Copy out the whole forum thread about the roots of a quadratic equation word for word.

▸ **Selection**
>>>>

Question

Question

Answer 1

If sinA and cos A are roots of the equation:\[x^2 + \sqrt{3}x +k=0\]
then what is k

Answer 2

@jim_thompson5910

Answer 3

If k and m are roots of a polynomial, then we know

x = k, x = m
x-k = 0, x-m = 0
(x-k)(x-m) = 0
x^2 - mx - kx + km = 0
x^2 - (m+k)x + km = 0

Answer 4

notice how we have x^2 - (m+k)x + km = 0

k and m are the roots. We have m+k and km

km is the product of the roots
m+k is the sum of the roots

Answer 5

If sinA and cos A are roots of the equation

\[\Large x^2 + \sqrt{3}x +k=0\]

then k has to be equal to the product of the roots (as shown above)

Answer 6

so k = sinAxcosA

Answer 7

yes, and you can optionally use a trig identity to get

k = sin(A)*cos(A) = (1/2)*sin(2A)

<<<<

▸ **Record list**

>>>>

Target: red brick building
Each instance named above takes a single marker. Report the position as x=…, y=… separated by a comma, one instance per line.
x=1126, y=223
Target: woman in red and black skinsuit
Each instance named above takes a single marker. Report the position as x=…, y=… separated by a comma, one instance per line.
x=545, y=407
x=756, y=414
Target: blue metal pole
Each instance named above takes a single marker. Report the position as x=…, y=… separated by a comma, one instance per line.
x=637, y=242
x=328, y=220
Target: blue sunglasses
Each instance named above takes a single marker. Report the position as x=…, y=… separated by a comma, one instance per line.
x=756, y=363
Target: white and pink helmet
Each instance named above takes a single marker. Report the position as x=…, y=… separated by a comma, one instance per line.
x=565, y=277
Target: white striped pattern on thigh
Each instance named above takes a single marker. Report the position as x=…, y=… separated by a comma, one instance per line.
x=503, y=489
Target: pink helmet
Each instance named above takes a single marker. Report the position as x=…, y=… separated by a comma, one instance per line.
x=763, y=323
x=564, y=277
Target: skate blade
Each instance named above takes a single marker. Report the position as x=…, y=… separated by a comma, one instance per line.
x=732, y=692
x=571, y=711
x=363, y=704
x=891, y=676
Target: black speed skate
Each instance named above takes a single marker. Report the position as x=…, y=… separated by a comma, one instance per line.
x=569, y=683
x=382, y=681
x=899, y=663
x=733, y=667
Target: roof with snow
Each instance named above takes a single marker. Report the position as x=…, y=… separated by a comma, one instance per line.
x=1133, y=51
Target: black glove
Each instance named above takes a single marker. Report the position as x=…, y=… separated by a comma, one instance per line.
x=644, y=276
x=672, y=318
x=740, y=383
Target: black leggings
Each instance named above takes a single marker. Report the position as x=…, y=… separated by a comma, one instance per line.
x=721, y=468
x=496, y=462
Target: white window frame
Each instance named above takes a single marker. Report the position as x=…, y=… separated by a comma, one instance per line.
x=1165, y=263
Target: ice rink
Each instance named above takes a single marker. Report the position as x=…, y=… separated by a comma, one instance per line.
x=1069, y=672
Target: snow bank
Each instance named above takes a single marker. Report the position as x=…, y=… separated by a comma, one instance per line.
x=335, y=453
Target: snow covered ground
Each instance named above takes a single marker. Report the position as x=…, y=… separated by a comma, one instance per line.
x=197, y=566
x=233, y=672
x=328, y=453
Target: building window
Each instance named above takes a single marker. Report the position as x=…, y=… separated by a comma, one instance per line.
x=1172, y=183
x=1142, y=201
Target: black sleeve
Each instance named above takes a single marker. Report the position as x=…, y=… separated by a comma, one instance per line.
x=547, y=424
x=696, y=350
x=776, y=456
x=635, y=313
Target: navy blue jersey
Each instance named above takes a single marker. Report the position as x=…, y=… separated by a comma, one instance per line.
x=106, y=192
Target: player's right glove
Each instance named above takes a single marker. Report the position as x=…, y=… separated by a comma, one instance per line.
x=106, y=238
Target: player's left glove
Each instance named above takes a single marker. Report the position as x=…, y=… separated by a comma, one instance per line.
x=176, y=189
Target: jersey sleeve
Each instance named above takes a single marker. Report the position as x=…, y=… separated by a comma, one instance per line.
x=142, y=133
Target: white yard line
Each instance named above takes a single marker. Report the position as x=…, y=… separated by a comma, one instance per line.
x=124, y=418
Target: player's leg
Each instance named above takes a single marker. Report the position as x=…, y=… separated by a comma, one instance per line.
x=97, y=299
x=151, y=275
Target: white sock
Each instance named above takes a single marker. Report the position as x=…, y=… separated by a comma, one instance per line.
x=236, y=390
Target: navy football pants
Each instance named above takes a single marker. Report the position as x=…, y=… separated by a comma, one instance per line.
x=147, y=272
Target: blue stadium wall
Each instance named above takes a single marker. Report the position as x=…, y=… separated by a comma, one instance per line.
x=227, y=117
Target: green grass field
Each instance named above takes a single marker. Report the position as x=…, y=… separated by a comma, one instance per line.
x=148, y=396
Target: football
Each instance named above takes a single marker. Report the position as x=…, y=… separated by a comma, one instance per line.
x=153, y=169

<<<<

▸ **Task answer**
Question

Question

Answer 1

If sinA and cos A are roots of the equation:\[x^2 + \sqrt{3}x +k=0\]
then what is k

Answer 2

@jim_thompson5910

Answer 3

If k and m are roots of a polynomial, then we know

x = k, x = m
x-k = 0, x-m = 0
(x-k)(x-m) = 0
x^2 - mx - kx + km = 0
x^2 - (m+k)x + km = 0

Answer 4

notice how we have x^2 - (m+k)x + km = 0

k and m are the roots. We have m+k and km

km is the product of the roots
m+k is the sum of the roots

Answer 5

If sinA and cos A are roots of the equation

\[\Large x^2 + \sqrt{3}x +k=0\]

then k has to be equal to the product of the roots (as shown above)

Answer 6

so k = sinAxcosA

Answer 7

yes, and you can optionally use a trig identity to get

k = sin(A)*cos(A) = (1/2)*sin(2A)